◆ **Data extract**:
___

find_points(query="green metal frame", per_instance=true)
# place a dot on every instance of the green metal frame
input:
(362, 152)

___

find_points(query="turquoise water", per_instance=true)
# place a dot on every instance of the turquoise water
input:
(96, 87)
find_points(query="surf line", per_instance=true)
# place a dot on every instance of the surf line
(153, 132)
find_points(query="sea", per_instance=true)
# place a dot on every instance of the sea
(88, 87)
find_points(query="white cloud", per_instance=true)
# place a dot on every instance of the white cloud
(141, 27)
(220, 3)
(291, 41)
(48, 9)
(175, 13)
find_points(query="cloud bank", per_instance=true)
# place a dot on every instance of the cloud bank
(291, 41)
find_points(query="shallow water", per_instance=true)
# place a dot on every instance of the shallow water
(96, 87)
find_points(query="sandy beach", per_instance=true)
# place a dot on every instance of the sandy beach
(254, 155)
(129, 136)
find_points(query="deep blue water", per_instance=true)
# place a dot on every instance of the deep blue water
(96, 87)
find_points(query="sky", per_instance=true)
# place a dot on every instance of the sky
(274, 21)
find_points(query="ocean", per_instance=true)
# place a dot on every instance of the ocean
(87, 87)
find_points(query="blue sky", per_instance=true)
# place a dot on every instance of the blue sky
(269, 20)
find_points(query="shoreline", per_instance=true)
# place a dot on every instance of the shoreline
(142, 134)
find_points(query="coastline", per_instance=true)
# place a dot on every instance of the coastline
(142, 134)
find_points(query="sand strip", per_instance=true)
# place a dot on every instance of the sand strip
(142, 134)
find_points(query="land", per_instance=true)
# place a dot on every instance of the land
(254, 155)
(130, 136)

___

◆ **Exercise prompt**: Copy out all lines of the listing where the word "green" appears.

◆ **Reply to the task**:
find_points(query="green metal frame", per_instance=true)
# place a dot on every instance of the green metal frame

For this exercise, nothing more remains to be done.